[Object location entries for images]
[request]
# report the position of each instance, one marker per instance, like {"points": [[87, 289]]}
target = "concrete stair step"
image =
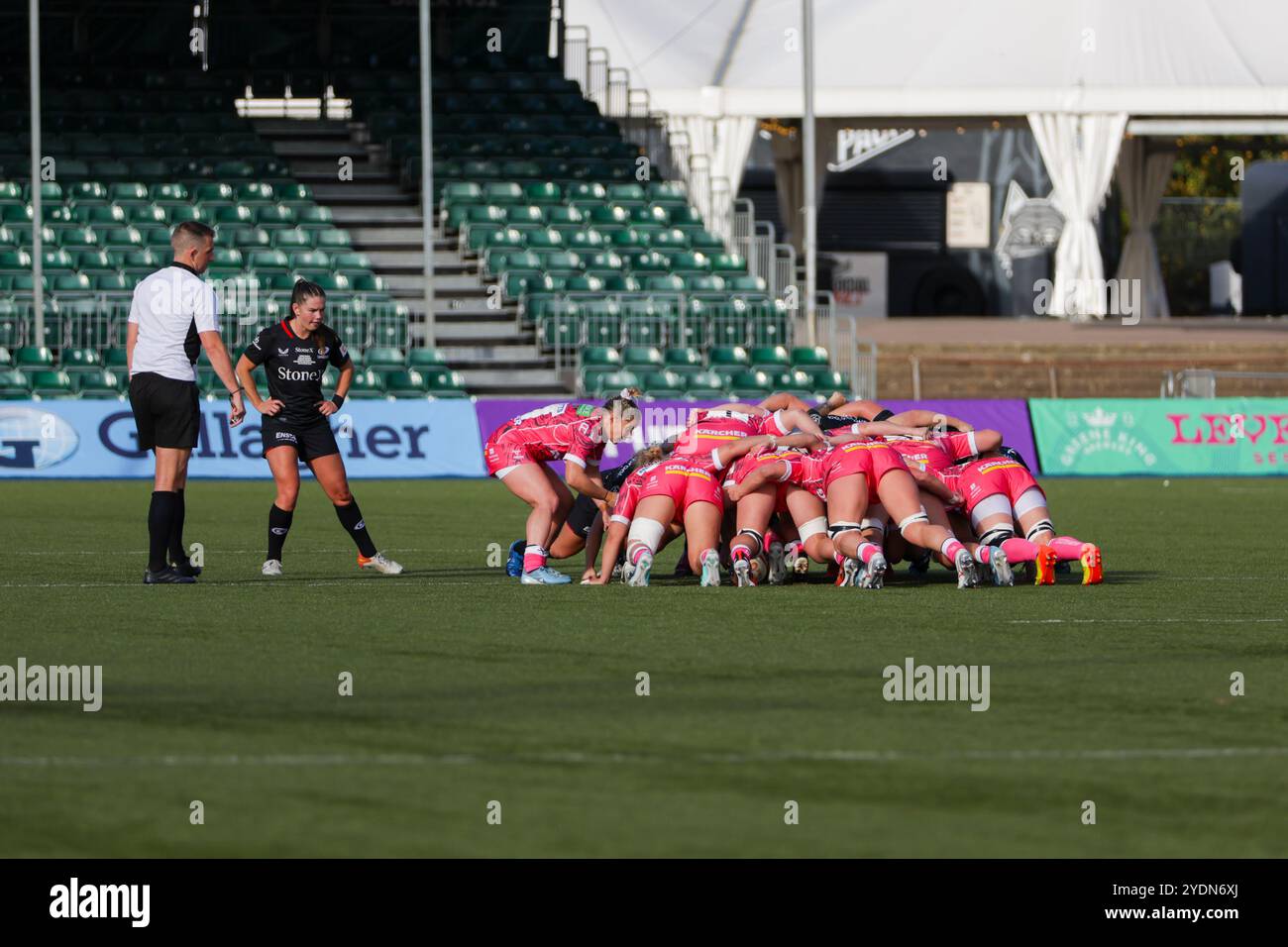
{"points": [[304, 128], [498, 356], [488, 380], [400, 283], [393, 236], [374, 210], [412, 261], [475, 334]]}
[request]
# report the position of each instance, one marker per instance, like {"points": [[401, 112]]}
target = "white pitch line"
{"points": [[1134, 621], [613, 758]]}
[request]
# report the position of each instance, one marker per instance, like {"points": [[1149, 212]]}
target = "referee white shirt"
{"points": [[170, 307]]}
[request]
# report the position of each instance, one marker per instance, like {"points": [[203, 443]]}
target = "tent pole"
{"points": [[426, 172], [38, 290], [807, 161]]}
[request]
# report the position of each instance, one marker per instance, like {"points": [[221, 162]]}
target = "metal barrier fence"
{"points": [[101, 321], [1201, 382]]}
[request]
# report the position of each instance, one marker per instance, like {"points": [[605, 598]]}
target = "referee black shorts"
{"points": [[310, 441], [166, 411], [583, 514]]}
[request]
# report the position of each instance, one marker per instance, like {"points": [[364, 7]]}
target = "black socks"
{"points": [[351, 518], [278, 525], [161, 527], [178, 554]]}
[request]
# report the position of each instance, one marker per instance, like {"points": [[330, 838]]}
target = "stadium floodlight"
{"points": [[38, 290], [810, 243]]}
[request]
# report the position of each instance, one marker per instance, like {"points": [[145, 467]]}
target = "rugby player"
{"points": [[295, 423], [518, 451]]}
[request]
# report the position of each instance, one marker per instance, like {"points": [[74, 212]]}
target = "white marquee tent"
{"points": [[1080, 71]]}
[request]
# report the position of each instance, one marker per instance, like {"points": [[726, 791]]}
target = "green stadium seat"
{"points": [[110, 282], [600, 357], [636, 357], [17, 261], [52, 384], [34, 357], [98, 384], [334, 239], [807, 356], [825, 380], [745, 283], [544, 192], [384, 357], [181, 213], [445, 382], [728, 263], [421, 357], [168, 193], [404, 382], [652, 215], [670, 239], [213, 191], [77, 360], [13, 385], [683, 360], [730, 356], [614, 381], [366, 384], [707, 384], [751, 384]]}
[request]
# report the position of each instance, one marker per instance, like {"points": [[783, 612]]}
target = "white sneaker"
{"points": [[967, 577], [711, 569], [777, 565], [380, 564], [639, 578], [874, 573], [1001, 566]]}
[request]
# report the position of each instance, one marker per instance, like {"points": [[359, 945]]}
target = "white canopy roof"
{"points": [[903, 58]]}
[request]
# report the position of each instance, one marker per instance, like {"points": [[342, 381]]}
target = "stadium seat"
{"points": [[50, 384], [404, 382], [751, 384], [805, 356], [445, 382], [665, 384], [102, 385], [424, 357], [80, 360], [769, 359], [384, 357], [642, 357], [34, 357]]}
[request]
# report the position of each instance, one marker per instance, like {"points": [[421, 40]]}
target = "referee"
{"points": [[172, 316]]}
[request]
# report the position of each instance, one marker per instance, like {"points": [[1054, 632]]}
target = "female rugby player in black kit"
{"points": [[294, 424]]}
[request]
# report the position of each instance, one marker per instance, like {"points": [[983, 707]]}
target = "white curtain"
{"points": [[1080, 153], [719, 149], [790, 175], [1142, 175]]}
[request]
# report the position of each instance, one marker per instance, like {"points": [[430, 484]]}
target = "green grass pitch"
{"points": [[469, 688]]}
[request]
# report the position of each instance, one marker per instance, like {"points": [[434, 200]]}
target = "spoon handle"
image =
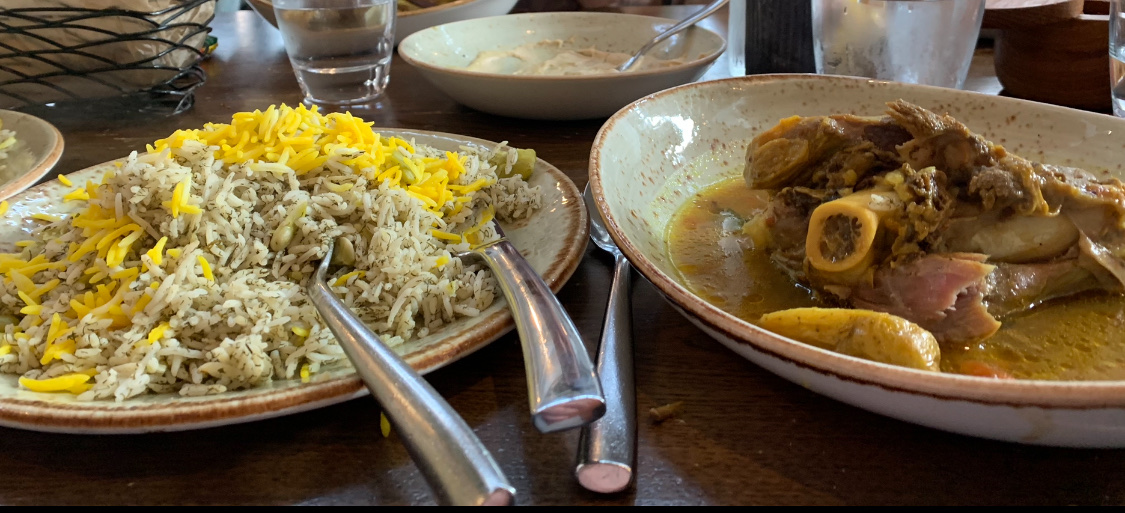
{"points": [[608, 448], [456, 465], [561, 385], [710, 8]]}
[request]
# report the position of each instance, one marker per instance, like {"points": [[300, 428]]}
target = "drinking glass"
{"points": [[340, 50], [928, 42], [1117, 56]]}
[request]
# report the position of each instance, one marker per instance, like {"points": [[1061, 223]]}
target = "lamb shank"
{"points": [[914, 215]]}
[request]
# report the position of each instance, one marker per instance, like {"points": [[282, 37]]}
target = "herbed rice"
{"points": [[165, 279]]}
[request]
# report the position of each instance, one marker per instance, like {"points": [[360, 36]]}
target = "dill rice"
{"points": [[182, 269]]}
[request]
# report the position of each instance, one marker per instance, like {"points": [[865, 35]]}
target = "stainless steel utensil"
{"points": [[455, 462], [608, 448], [708, 10], [563, 387]]}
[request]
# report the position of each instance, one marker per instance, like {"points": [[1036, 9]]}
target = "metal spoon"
{"points": [[710, 8], [455, 462], [561, 385], [606, 449]]}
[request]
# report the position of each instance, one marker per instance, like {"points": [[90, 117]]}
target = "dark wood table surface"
{"points": [[745, 437]]}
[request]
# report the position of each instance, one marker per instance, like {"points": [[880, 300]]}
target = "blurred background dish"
{"points": [[412, 19], [36, 151], [443, 54]]}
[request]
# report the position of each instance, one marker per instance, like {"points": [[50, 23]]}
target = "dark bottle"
{"points": [[779, 37]]}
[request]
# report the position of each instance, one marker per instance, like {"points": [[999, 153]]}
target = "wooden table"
{"points": [[745, 437]]}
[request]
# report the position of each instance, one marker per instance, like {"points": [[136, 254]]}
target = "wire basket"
{"points": [[59, 54]]}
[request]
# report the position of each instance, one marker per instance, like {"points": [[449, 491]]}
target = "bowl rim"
{"points": [[405, 47], [43, 163], [411, 12], [1024, 393]]}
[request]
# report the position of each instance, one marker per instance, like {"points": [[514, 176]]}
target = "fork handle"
{"points": [[608, 448], [563, 387], [457, 466]]}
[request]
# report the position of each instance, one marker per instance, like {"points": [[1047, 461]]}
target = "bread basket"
{"points": [[59, 51]]}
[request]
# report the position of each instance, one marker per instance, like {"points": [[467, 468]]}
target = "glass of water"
{"points": [[340, 50], [1117, 55], [928, 42]]}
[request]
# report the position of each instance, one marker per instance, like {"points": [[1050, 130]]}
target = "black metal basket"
{"points": [[52, 55]]}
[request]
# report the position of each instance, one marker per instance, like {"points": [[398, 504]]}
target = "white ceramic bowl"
{"points": [[656, 153], [411, 21], [37, 150], [442, 52]]}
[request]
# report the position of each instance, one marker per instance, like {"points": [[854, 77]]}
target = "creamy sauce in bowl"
{"points": [[555, 57]]}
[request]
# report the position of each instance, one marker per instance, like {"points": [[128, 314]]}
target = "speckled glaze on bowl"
{"points": [[442, 52], [654, 154], [552, 241], [407, 23], [37, 150]]}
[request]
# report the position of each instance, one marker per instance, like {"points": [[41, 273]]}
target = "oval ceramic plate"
{"points": [[37, 150], [649, 158], [552, 241]]}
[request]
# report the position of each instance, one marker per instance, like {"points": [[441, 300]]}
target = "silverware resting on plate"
{"points": [[447, 451], [608, 448], [563, 387]]}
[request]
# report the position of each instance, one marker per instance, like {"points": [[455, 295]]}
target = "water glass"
{"points": [[928, 42], [340, 50], [1117, 56]]}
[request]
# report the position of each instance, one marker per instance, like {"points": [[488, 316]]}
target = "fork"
{"points": [[457, 466]]}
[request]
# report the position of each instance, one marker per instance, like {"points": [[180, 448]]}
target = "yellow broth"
{"points": [[1080, 338]]}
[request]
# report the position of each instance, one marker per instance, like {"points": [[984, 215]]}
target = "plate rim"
{"points": [[183, 414]]}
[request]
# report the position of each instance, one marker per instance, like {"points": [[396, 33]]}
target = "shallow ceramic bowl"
{"points": [[411, 21], [649, 158], [37, 150], [442, 52]]}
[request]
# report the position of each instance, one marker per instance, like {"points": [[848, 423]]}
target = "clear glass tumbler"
{"points": [[1117, 56], [928, 42], [340, 50]]}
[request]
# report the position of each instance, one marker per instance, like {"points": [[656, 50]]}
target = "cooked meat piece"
{"points": [[942, 142], [818, 151], [942, 293], [915, 215], [1015, 288], [788, 219]]}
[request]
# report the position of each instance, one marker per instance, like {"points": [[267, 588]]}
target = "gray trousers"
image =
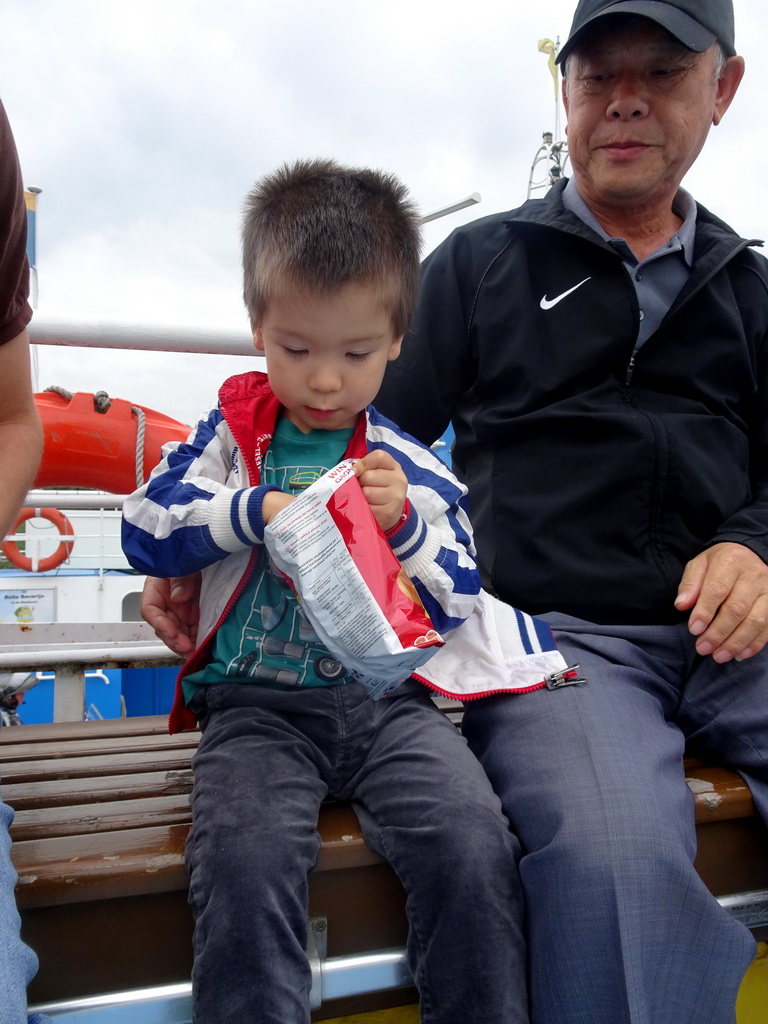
{"points": [[621, 929]]}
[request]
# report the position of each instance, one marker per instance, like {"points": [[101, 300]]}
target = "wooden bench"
{"points": [[101, 817]]}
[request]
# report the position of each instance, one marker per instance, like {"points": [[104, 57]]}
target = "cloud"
{"points": [[145, 123]]}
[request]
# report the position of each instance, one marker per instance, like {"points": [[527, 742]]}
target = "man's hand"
{"points": [[172, 608], [727, 589], [384, 486]]}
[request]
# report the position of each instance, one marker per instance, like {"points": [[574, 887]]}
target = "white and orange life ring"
{"points": [[62, 524]]}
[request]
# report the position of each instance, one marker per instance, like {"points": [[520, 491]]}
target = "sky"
{"points": [[145, 122]]}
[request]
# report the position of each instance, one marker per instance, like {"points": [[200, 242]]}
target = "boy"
{"points": [[331, 271]]}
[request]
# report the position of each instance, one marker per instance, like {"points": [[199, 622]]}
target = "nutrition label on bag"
{"points": [[351, 586]]}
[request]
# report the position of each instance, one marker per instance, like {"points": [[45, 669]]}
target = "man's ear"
{"points": [[394, 348], [729, 81]]}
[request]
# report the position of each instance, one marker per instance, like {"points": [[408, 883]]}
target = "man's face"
{"points": [[640, 107]]}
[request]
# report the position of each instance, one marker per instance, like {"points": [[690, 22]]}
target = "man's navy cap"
{"points": [[696, 24]]}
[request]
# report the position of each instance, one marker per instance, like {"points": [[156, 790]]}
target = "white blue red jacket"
{"points": [[201, 509]]}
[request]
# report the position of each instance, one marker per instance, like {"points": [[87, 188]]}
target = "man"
{"points": [[602, 356], [20, 448]]}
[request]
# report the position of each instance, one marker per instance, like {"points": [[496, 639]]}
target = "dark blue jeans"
{"points": [[265, 762]]}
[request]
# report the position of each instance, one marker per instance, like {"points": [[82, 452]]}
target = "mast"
{"points": [[551, 157]]}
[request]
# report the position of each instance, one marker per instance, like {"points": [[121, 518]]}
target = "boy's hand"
{"points": [[172, 608], [274, 502], [384, 485]]}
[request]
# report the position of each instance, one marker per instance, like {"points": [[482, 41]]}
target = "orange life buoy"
{"points": [[89, 442], [62, 524]]}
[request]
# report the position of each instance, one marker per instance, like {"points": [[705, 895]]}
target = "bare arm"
{"points": [[20, 433]]}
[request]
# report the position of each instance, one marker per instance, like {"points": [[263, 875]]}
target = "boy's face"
{"points": [[326, 355]]}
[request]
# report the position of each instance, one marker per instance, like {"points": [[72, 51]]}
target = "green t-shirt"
{"points": [[265, 638]]}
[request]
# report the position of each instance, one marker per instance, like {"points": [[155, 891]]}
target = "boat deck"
{"points": [[101, 818]]}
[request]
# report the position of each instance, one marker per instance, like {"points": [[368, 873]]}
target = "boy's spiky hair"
{"points": [[314, 226]]}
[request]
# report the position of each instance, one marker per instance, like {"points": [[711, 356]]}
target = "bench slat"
{"points": [[61, 793], [85, 819], [97, 765], [56, 750]]}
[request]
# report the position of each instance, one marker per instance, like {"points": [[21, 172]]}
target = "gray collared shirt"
{"points": [[658, 278]]}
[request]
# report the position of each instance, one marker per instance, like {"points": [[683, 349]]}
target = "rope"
{"points": [[139, 414], [101, 402]]}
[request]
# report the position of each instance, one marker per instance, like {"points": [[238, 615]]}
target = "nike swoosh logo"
{"points": [[548, 303]]}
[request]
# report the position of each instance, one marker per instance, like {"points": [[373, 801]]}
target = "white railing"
{"points": [[71, 648]]}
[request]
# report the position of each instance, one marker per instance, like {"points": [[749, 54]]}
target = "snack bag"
{"points": [[354, 592]]}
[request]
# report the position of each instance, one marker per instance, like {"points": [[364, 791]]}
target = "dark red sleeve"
{"points": [[14, 272]]}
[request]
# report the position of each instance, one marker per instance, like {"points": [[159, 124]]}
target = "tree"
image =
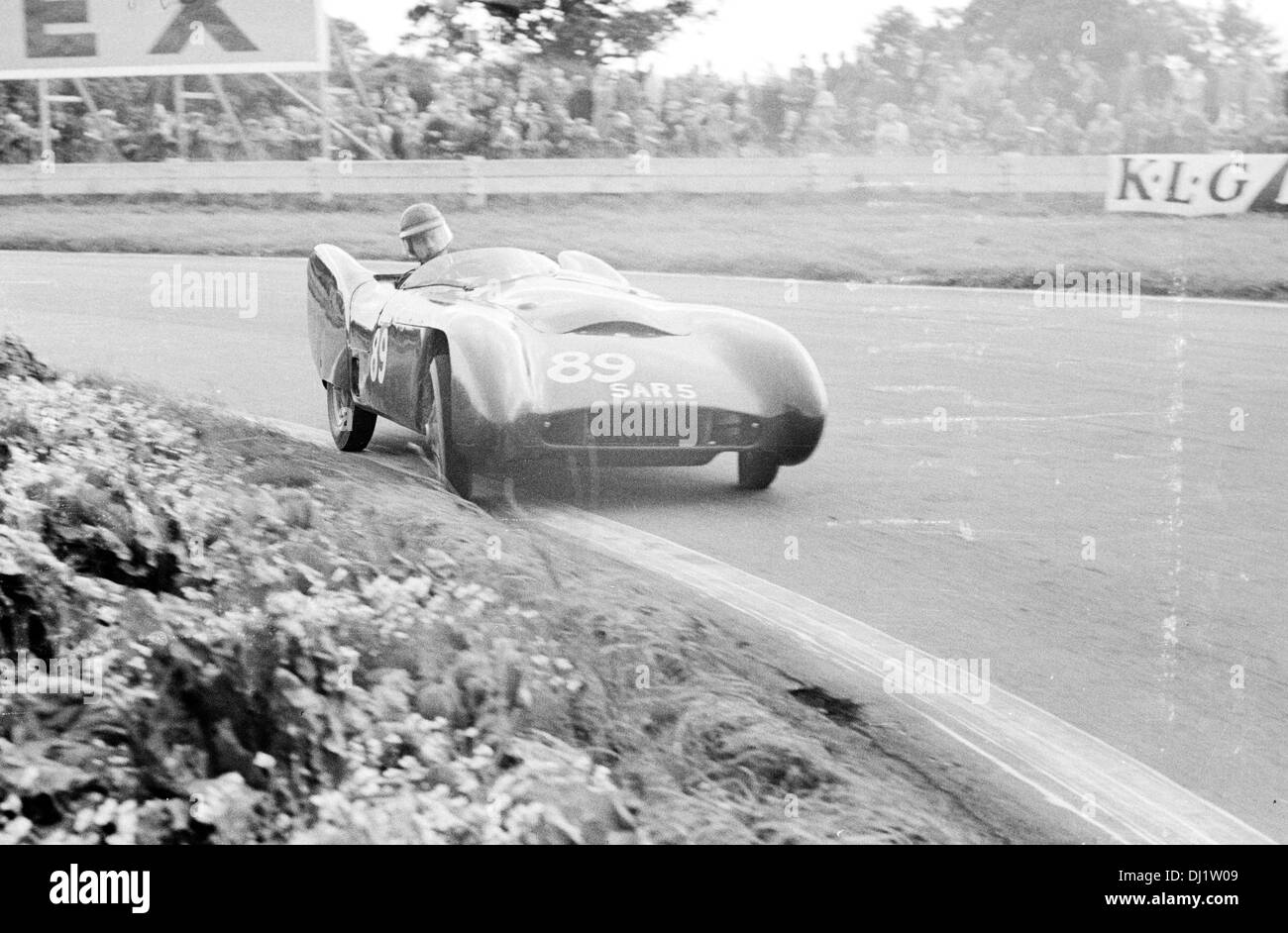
{"points": [[1236, 30], [1099, 30], [898, 39], [589, 31]]}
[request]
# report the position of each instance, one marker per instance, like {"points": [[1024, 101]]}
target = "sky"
{"points": [[746, 35]]}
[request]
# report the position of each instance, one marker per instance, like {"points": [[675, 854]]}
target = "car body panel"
{"points": [[535, 357]]}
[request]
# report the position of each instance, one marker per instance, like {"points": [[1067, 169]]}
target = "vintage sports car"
{"points": [[503, 356]]}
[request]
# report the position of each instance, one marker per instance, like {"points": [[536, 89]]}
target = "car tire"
{"points": [[351, 433], [756, 469], [454, 467]]}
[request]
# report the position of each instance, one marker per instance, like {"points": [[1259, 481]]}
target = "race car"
{"points": [[502, 357]]}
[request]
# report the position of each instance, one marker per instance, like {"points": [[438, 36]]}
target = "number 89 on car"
{"points": [[574, 365]]}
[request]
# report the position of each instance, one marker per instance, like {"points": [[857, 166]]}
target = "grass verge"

• EXERCISE DIRECTIONS
Count the lines in the items above that contain the word "ceramic", and reply with the number alone.

• ANSWER BELOW
3